* Excerpts from point annotation data:
+---+

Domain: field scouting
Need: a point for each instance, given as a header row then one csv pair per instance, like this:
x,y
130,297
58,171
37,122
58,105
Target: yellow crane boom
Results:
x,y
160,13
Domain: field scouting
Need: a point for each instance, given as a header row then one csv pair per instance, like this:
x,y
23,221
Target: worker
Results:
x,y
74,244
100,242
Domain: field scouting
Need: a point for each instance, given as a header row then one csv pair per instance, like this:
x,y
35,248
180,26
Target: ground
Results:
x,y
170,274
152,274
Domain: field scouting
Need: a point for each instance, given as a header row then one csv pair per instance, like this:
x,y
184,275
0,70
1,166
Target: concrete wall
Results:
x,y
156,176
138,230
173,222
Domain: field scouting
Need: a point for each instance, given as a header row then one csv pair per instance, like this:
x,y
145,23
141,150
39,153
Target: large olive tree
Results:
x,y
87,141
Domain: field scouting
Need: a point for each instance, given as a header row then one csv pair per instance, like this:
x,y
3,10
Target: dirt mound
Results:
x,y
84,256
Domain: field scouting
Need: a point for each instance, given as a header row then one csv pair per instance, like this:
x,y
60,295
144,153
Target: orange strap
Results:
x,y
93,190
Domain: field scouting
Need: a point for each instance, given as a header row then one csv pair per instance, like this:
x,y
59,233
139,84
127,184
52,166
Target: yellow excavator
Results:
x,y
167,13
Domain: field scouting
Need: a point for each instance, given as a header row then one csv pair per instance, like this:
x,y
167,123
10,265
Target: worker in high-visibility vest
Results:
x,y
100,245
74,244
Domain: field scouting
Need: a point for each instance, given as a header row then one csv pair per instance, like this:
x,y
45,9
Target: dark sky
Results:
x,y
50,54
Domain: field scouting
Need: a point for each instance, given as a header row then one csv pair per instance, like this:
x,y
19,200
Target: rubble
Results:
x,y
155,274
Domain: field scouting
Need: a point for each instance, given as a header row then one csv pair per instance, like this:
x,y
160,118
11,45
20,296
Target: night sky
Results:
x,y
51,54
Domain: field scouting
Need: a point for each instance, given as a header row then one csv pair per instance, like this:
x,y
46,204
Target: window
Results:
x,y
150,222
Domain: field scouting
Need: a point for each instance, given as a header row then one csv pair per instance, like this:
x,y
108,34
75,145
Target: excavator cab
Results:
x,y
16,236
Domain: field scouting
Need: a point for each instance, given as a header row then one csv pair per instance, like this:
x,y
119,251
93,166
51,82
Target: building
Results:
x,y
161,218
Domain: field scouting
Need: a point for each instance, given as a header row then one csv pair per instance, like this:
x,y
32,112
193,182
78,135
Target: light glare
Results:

+---+

* Required task:
Repeat every line of the data, exactly and in full.

* Solution for this task:
Domain: field scouting
Need: a point for each instance, given as a header row then one csv pair per instance, like this:
x,y
130,297
58,171
37,122
58,105
Target: yellow crane boom
Results:
x,y
160,13
Domain: field scouting
Need: a point for each instance, given as a header row then one csv pair per instance, like this:
x,y
23,221
Target: worker
Results:
x,y
74,244
100,242
Domain: field scouting
Need: a point for each instance, given as a header row then one csv pair per instance, like this:
x,y
35,248
180,26
Target: ground
Results:
x,y
170,274
152,274
Domain: field scouting
Need: a point for each instance, given as a header row then one csv pair per instance, like this:
x,y
184,275
0,70
1,166
Target: concrete wall
Results:
x,y
156,176
138,230
173,222
Domain: field scouting
Need: a point for each instance, given as a header row then one csv pair per instance, like this:
x,y
145,23
141,150
39,153
Target: large olive tree
Results:
x,y
87,141
Domain: field scouting
Need: a point for each instance, given as a header row then one csv pair per instance, like this:
x,y
3,10
Target: dirt mound
Results:
x,y
84,256
Domain: field scouting
Need: a point for each instance, given as a header row then one csv pair per instance, like this:
x,y
60,295
144,153
Target: orange strap
Results:
x,y
93,190
Domain: field scouting
Need: a point for each instance, given as a header row then one csv pair per instance, like this:
x,y
59,233
139,84
127,184
52,166
Target: yellow excavator
Results:
x,y
167,13
Domain: field scouting
Need: a point for each instance, given as a header row then one csv pair per instance, like this:
x,y
167,123
10,265
Target: worker in high-visibility vest
Results:
x,y
100,245
74,244
Domain: field scouting
Need: a point for each instance, given as a header row then one csv pair per instance, like this:
x,y
45,9
Target: dark sky
Results:
x,y
50,54
Domain: field scouting
Need: a point for each instance, given as a header row then one csv pair per instance, like this:
x,y
19,200
Target: rubble
Results:
x,y
155,274
Domain: field scouting
Need: a point for each instance, given as a header row then one csv pair per instance, like this:
x,y
160,118
11,45
20,296
Target: night sky
Results:
x,y
51,54
Domain: field scouting
Need: a point for each instance, given as a header row then one csv pair per instance, like this:
x,y
46,204
Target: window
Results:
x,y
150,222
Domain: field scouting
Need: a point for each instance, given as a header row then one csv pair per instance, like this:
x,y
108,34
75,145
Target: excavator cab
Results:
x,y
16,236
Domain: field scouting
Need: a point for each instance, given as a header row then one csv pair per instance, like this:
x,y
119,251
93,166
51,82
Target: building
Results:
x,y
161,218
Domain: field scouting
Need: a point for each instance, given as a header row then one csv pair per instance, like this:
x,y
32,112
193,182
78,135
Target: light glare
Results:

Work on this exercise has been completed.